··· DATASET RECORDS ···

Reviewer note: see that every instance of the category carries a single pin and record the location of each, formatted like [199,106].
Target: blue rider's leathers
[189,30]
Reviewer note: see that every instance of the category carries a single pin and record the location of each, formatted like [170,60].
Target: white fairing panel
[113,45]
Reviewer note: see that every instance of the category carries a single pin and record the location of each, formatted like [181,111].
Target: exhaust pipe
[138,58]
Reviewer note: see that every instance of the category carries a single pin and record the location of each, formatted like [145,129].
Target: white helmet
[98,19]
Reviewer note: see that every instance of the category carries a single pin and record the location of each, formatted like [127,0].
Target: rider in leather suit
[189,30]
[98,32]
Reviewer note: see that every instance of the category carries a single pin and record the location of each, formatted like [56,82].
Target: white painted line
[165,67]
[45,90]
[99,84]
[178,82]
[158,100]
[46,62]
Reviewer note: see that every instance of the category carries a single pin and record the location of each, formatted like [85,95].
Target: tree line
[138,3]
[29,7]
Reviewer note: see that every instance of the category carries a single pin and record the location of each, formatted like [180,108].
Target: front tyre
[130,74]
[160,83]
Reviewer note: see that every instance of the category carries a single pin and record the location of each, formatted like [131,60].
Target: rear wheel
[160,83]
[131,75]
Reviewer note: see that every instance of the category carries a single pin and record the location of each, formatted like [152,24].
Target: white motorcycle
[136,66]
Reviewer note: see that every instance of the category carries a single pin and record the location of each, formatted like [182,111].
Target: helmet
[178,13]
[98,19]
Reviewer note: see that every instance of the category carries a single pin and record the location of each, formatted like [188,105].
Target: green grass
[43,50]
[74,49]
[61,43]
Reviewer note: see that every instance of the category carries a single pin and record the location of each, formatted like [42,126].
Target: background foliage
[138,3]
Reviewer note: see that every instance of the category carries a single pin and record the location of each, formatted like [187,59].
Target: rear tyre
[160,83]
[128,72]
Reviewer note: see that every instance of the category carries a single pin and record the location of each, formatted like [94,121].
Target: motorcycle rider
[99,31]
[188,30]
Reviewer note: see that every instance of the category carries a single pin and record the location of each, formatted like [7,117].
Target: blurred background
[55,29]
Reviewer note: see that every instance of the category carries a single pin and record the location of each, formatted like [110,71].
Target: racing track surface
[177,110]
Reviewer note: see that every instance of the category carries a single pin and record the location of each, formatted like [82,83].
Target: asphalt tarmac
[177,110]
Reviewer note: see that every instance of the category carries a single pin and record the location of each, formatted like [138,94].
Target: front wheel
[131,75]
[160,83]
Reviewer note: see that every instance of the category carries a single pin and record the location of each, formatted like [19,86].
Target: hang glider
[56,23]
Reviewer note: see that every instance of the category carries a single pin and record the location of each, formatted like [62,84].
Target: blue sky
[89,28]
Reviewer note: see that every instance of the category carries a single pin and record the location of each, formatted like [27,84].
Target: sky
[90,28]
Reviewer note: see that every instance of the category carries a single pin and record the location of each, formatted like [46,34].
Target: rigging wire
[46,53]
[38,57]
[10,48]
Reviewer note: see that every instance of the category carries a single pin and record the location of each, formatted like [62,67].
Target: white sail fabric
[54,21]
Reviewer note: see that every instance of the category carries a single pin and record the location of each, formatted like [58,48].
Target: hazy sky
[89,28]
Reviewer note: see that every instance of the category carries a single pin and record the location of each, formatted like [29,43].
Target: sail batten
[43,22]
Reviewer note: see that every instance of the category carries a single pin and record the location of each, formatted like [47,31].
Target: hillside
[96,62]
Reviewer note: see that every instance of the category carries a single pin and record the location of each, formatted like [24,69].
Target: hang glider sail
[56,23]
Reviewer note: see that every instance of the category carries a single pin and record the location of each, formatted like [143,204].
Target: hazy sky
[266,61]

···
··· DATASET RECORDS ···

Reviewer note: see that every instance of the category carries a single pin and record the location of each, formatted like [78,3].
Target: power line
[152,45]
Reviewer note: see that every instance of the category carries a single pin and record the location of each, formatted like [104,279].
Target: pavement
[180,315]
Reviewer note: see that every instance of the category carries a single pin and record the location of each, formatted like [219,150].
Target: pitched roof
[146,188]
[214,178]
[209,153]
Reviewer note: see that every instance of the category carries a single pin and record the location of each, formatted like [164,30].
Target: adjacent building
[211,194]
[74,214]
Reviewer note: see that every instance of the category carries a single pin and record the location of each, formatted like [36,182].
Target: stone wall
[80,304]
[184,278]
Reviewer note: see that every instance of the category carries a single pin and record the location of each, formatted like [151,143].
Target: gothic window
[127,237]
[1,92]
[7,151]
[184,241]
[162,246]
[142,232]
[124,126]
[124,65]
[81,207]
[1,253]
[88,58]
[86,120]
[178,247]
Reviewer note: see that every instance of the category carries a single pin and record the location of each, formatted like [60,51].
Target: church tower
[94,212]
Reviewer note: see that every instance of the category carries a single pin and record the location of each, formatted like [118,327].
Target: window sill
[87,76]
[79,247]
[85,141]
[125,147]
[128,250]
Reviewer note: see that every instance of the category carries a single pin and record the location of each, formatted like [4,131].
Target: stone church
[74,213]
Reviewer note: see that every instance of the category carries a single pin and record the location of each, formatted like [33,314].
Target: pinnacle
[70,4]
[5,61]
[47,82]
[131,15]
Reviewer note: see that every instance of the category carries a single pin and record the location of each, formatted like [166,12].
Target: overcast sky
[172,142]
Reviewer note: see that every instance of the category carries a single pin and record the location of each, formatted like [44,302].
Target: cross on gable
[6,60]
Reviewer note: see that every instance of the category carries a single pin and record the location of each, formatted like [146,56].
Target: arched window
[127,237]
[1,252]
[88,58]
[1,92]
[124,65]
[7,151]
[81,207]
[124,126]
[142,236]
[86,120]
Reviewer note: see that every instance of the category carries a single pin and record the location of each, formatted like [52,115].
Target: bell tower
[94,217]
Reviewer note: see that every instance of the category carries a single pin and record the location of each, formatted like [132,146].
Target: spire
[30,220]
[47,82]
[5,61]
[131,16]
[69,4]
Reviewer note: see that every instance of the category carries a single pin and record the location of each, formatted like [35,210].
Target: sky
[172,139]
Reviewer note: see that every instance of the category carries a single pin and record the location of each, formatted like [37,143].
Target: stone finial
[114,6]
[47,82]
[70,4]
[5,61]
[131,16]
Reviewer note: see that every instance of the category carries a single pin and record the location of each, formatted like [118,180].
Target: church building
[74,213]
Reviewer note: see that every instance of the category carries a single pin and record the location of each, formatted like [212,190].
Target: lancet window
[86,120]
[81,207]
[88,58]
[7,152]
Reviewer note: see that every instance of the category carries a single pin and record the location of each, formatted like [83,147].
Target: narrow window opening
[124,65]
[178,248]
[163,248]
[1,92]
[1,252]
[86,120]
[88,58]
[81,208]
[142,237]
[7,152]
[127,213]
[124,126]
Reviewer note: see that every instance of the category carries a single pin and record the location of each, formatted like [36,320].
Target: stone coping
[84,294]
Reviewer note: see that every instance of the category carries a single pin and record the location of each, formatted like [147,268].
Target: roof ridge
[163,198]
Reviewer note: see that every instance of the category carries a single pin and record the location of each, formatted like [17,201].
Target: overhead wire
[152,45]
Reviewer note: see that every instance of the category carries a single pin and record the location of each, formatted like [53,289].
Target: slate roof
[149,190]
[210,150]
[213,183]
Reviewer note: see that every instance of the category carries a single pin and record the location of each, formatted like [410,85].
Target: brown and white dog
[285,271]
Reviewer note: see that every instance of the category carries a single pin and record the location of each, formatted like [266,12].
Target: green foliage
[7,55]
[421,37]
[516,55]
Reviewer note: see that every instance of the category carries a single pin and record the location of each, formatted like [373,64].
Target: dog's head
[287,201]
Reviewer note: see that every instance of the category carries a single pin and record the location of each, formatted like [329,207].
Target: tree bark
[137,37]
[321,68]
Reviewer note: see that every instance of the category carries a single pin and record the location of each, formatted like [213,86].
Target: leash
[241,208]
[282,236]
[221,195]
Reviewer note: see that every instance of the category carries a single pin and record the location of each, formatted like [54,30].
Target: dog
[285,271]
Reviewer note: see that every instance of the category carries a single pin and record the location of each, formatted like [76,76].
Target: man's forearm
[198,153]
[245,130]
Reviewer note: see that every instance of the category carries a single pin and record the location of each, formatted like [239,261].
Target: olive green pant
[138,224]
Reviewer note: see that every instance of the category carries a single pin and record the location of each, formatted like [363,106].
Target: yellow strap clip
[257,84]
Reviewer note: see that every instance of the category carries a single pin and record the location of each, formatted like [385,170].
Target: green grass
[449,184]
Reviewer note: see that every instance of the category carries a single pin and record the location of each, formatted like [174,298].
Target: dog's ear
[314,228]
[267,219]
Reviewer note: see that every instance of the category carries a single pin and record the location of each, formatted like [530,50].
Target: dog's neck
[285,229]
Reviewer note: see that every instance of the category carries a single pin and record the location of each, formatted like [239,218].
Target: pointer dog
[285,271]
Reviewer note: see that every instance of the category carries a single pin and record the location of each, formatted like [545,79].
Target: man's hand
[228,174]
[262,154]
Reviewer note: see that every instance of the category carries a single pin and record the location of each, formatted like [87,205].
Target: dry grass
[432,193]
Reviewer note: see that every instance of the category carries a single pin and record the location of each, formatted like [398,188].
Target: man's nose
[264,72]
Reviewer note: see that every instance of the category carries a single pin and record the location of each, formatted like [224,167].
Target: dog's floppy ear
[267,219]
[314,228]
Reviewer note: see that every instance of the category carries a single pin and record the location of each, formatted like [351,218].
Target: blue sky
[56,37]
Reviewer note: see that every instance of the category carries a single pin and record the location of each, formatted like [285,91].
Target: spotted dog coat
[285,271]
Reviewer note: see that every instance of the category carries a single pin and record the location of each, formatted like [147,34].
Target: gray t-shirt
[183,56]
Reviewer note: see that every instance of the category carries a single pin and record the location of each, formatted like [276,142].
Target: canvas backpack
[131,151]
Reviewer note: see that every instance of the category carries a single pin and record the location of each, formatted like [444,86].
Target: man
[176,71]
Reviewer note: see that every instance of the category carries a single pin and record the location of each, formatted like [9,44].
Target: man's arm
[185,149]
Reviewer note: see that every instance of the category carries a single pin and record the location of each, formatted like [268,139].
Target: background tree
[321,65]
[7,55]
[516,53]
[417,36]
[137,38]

···
··· DATASET RECORDS ···

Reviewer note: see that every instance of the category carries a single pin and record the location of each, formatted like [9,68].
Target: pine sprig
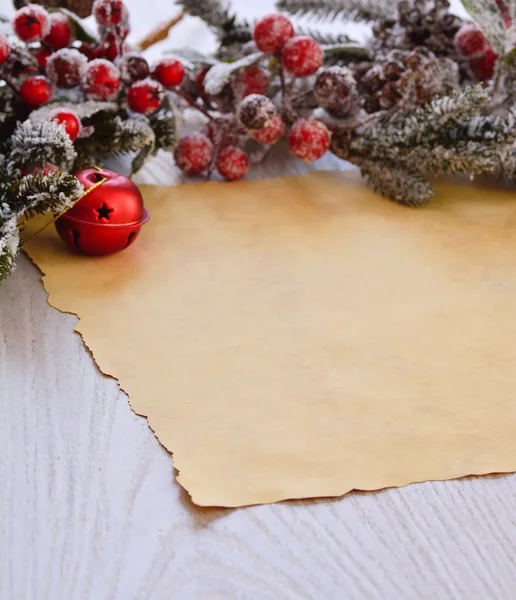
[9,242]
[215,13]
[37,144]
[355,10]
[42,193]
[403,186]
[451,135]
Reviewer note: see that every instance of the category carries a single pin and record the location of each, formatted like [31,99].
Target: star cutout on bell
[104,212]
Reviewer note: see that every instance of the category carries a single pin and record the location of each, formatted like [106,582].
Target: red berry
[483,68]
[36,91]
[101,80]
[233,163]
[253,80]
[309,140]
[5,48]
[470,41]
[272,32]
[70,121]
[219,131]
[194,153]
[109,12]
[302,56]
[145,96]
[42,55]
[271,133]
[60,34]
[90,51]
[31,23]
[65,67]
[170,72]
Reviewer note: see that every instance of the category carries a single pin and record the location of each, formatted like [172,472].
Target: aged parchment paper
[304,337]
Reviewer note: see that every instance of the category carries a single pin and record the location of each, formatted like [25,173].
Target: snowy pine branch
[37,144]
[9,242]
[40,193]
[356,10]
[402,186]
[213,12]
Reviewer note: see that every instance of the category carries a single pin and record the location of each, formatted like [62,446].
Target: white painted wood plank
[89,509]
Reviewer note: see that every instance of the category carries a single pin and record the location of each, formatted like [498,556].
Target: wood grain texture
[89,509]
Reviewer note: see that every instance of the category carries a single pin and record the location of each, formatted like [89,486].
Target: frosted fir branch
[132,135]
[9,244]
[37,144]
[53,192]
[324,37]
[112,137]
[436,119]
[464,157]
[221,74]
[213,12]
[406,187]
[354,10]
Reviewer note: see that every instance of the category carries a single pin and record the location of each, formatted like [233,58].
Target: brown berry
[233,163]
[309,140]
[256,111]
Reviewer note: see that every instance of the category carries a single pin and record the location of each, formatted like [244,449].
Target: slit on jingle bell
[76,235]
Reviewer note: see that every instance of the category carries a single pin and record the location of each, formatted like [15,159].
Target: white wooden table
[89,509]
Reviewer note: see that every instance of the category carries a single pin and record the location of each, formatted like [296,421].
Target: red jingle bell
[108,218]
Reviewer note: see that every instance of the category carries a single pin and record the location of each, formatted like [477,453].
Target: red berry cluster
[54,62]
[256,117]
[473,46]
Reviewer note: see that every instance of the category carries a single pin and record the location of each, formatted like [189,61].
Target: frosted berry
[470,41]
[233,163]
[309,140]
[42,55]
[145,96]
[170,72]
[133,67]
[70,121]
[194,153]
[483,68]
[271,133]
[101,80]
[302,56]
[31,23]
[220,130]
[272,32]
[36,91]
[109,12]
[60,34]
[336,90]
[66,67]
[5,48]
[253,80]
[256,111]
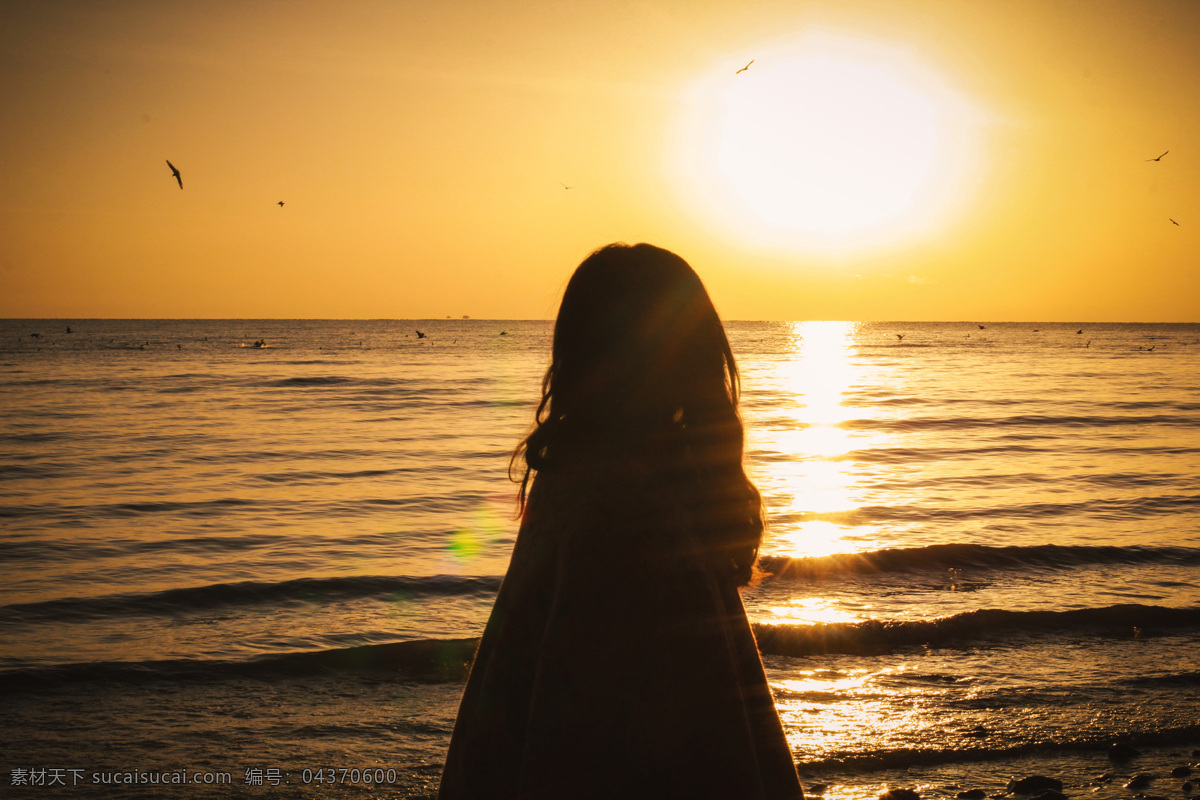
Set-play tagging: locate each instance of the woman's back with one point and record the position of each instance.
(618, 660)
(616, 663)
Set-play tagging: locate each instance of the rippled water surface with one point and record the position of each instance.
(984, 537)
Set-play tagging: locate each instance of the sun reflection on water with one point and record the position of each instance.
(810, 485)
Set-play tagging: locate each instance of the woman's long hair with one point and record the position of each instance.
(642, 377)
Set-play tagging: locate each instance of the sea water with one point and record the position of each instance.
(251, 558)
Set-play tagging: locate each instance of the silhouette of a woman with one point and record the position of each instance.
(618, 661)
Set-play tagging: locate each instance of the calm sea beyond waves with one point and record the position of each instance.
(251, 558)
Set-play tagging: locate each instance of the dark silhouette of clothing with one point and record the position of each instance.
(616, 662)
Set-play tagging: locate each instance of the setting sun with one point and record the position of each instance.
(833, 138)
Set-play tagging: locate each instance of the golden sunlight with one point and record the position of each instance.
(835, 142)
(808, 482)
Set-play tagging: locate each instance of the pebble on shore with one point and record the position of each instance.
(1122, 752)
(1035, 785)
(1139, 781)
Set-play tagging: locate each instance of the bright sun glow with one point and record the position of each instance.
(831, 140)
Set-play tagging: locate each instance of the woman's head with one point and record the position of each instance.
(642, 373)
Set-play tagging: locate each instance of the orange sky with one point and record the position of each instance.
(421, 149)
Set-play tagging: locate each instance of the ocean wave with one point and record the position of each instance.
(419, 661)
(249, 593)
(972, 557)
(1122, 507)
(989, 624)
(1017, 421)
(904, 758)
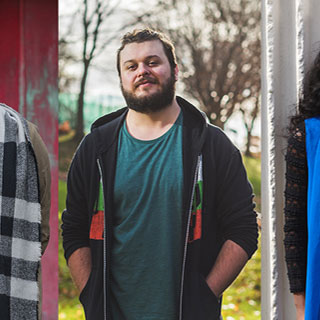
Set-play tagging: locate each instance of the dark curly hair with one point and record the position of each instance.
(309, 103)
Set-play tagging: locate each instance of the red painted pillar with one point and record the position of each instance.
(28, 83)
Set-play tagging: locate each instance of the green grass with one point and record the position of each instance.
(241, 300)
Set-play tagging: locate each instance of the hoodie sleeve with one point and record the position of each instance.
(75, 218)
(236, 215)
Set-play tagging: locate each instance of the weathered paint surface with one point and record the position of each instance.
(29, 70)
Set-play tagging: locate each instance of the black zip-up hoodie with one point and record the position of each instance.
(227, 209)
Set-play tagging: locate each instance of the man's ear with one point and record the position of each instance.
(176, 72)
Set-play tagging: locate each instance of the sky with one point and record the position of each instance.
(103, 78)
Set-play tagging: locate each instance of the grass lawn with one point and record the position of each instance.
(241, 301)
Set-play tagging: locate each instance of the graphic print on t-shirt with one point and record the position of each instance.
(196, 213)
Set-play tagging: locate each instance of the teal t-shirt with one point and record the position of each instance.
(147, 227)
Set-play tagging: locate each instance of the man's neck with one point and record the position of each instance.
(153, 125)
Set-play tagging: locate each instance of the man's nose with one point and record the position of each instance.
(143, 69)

···

TASK TO CARRY OUT
In the items above, identify every line that contains the string "shirt" and copy each such line. Case counts.

REPLY TO THE EXERCISE
Target: gray t-shirt
Set-play tagging: locate each instance of the graphic print on t-shirt with one point and record the position of each instance.
Set-play tagging: locate each instance of the teal t-shirt with one point and record the position of each instance.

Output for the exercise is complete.